■ WORK TO BE COMPLETED: Rewrite all of the following entries, keeping every labeling instruction, and add 97 to each x and y value in the point coordinates. Leave the pictures out of your output.

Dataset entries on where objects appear
★ ★ ★ ★ ★ ★ ★

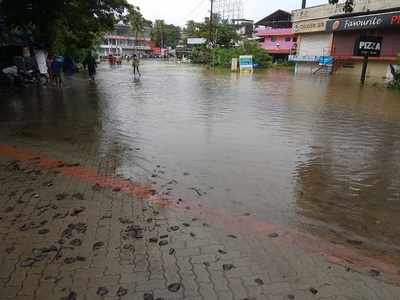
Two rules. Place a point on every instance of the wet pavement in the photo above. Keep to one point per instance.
(200, 184)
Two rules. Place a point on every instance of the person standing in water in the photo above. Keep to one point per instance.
(91, 64)
(135, 65)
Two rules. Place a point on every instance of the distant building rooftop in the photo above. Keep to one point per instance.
(278, 19)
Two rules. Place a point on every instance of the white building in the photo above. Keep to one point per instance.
(124, 42)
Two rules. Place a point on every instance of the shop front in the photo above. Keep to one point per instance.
(347, 31)
(313, 45)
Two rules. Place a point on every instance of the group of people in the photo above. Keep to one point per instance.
(117, 60)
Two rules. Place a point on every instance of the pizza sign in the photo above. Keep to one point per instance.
(368, 46)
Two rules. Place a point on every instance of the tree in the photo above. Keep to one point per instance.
(63, 25)
(166, 35)
(224, 33)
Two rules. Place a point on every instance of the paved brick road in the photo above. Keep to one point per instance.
(70, 228)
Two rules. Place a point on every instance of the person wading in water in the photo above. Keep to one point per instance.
(135, 65)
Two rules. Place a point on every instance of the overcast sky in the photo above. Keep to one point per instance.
(179, 11)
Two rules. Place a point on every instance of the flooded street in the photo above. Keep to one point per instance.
(319, 154)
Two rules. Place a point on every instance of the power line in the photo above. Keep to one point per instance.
(197, 7)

★ ★ ★ ★ ★ ★ ★

■ EXERCISE RESPONSE:
Two rules. Place a point on every instance of the wet pavement in the photo above. Keep to one point per instance.
(297, 281)
Two rules. Place a point on every instance of the person standing in water in the photo above. Keep to one point per instance.
(188, 161)
(232, 162)
Two rules. Place a point on every instance of the distant building rooftop in the photo above. Keep to one point per instance.
(375, 116)
Two rules. Place a point on every instance of the white building in the photo above. Keep to one point per instance.
(221, 139)
Two rules. Place a point on every instance of the shop front in the photo above. Keep to one point per instance.
(444, 128)
(410, 142)
Two rules. Place a point on every instance of the group of people in the photo above. Keep to one point per instance.
(214, 157)
Two rules. Place a point on every instance of the pizza sign in the photo above. Keep to one point per instance.
(465, 143)
Two rules. Place a point on every instance of the tree in the photo above. Keep to one point per instance.
(160, 122)
(263, 132)
(321, 130)
Two rules. Place a point on every instance of the paved brick road in the photo above. Keep to one point per instance.
(167, 325)
Two rules. Place a point on every instance of the person wading in water in the photo above. Keep to one point per instance.
(232, 162)
Two rules. Place a point on every instance of the overcast sky in the photo above. Keep to one point per instance.
(276, 108)
Two rules. Place a point on every instance of the flooded street in the photo above. Keep to one point per instance.
(416, 251)
Two rules. Place a point on every instance of the power line in the photo above. Keep to one point per instance.
(294, 104)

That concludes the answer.